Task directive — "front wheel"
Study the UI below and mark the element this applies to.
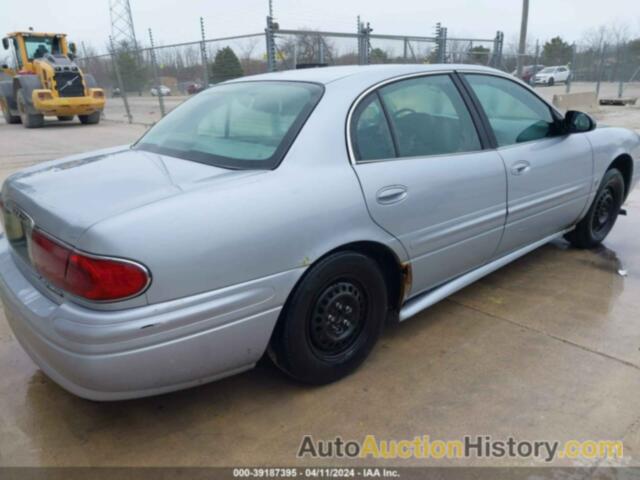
[565,168,625,248]
[16,88,44,128]
[78,112,100,125]
[269,251,387,385]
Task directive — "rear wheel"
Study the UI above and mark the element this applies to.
[16,88,44,128]
[0,98,20,124]
[78,112,100,125]
[269,252,387,384]
[565,168,625,248]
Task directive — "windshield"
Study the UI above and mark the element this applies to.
[135,81,323,169]
[24,37,60,60]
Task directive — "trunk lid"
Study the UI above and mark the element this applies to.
[2,146,263,245]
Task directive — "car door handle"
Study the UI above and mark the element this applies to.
[376,185,408,205]
[511,160,531,175]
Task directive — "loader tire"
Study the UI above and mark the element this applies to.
[16,88,44,128]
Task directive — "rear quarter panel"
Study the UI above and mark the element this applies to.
[586,127,640,200]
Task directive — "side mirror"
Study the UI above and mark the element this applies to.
[564,110,597,133]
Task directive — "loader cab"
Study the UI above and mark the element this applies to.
[2,32,69,73]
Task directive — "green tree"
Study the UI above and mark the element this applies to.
[469,45,491,65]
[542,37,571,65]
[211,47,244,83]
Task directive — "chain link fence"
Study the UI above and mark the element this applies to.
[78,18,640,125]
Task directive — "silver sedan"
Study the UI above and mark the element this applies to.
[0,65,640,400]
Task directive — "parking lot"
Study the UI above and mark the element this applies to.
[0,84,640,466]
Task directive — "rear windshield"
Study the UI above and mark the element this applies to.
[134,81,323,169]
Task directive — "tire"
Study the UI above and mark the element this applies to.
[16,88,44,128]
[0,98,20,124]
[269,251,388,385]
[78,111,100,125]
[565,168,625,248]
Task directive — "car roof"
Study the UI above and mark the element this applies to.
[232,64,505,85]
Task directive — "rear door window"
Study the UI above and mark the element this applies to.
[380,75,481,157]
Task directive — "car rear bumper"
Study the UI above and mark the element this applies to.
[0,237,301,401]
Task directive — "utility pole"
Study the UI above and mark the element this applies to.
[200,17,209,88]
[265,0,279,72]
[517,0,529,78]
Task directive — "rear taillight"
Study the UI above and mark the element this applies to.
[30,229,150,301]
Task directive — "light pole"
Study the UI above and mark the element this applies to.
[517,0,529,78]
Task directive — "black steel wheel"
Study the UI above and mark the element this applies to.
[269,251,388,384]
[308,279,367,361]
[565,168,625,248]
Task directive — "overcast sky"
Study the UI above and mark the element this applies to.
[0,0,640,51]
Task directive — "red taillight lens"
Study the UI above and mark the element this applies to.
[31,230,71,288]
[65,253,149,300]
[31,229,149,301]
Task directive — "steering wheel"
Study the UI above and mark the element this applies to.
[393,108,416,118]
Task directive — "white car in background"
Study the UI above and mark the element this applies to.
[151,85,171,97]
[533,66,571,86]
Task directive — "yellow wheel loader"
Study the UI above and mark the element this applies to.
[0,31,105,128]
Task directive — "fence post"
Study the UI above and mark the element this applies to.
[318,35,324,64]
[529,40,540,88]
[596,43,607,98]
[109,37,133,123]
[200,17,209,88]
[618,43,627,98]
[363,22,373,65]
[496,31,504,68]
[442,27,447,63]
[565,42,576,93]
[264,15,276,72]
[149,29,164,117]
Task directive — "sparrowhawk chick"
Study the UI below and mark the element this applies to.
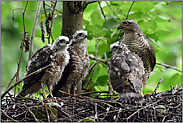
[52,30,90,97]
[17,36,70,98]
[107,41,145,101]
[117,19,156,87]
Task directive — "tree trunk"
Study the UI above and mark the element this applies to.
[61,1,87,93]
[61,1,87,39]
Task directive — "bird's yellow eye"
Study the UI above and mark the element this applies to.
[123,22,128,26]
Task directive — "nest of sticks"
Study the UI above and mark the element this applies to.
[1,85,182,122]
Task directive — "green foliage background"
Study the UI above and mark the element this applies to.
[1,1,182,97]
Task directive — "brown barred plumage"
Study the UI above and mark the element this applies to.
[118,19,156,87]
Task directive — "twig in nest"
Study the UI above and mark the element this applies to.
[126,1,135,19]
[1,64,51,99]
[23,104,39,122]
[152,79,162,94]
[84,62,98,92]
[156,63,182,73]
[124,98,164,122]
[75,91,109,96]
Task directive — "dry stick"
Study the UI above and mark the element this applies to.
[98,1,106,20]
[105,1,121,21]
[156,63,182,72]
[14,1,28,97]
[84,62,98,92]
[23,104,39,122]
[87,37,107,46]
[1,109,18,122]
[126,1,135,19]
[152,79,162,94]
[1,64,51,99]
[75,91,109,96]
[45,105,50,122]
[48,1,57,44]
[5,73,17,91]
[43,1,47,18]
[29,1,41,60]
[123,98,164,122]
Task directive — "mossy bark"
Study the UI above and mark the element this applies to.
[61,1,87,93]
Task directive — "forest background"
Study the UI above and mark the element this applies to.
[1,1,182,97]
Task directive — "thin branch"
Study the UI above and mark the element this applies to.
[124,98,164,121]
[178,83,182,89]
[48,1,57,44]
[1,109,18,122]
[43,1,47,18]
[14,1,28,96]
[29,1,41,60]
[1,64,51,99]
[86,1,97,5]
[75,91,109,96]
[126,1,135,19]
[98,1,106,20]
[87,37,106,46]
[105,1,121,21]
[23,104,39,122]
[156,63,182,73]
[116,30,121,41]
[84,62,98,92]
[5,73,17,91]
[152,79,162,94]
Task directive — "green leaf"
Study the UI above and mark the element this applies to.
[96,75,109,86]
[103,18,119,30]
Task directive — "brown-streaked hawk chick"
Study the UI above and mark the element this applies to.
[107,41,145,101]
[52,30,90,97]
[117,19,156,87]
[17,36,70,98]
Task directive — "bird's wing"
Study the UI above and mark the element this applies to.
[48,48,73,97]
[17,45,53,96]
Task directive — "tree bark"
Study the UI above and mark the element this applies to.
[61,1,87,93]
[61,1,87,39]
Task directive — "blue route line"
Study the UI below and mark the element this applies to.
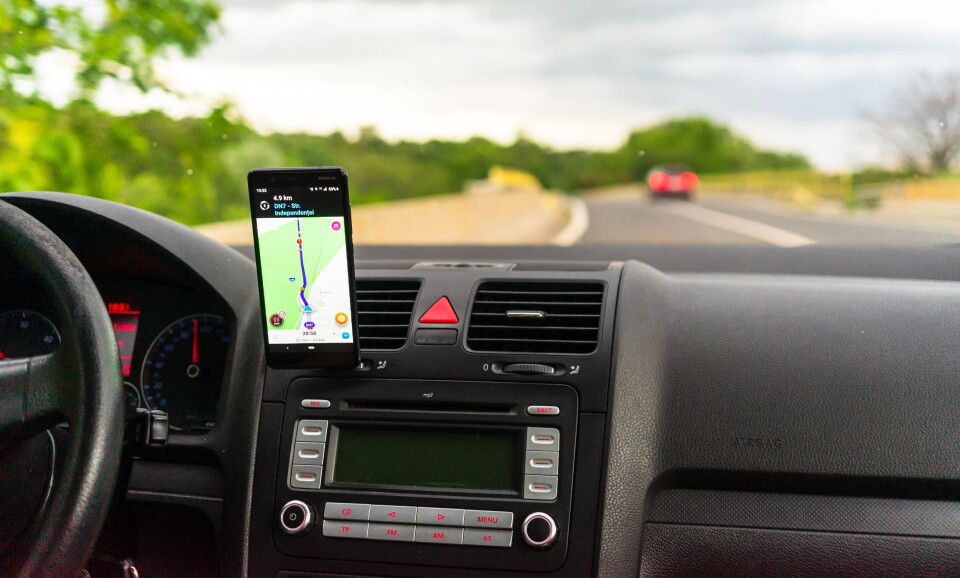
[297,218,310,307]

+++

> **Challenge**
List the lines from the start of the records through the line holding "[269,251,387,385]", inclusive, as a numbered list. Skip blank lines and leave out the pictures.

> **Result**
1. Task directive — "front wheel"
2. Study the UI below and mark the element this applies to.
3. [565,168,625,248]
4. [16,88,44,128]
5. [78,112,100,125]
6. [269,251,387,385]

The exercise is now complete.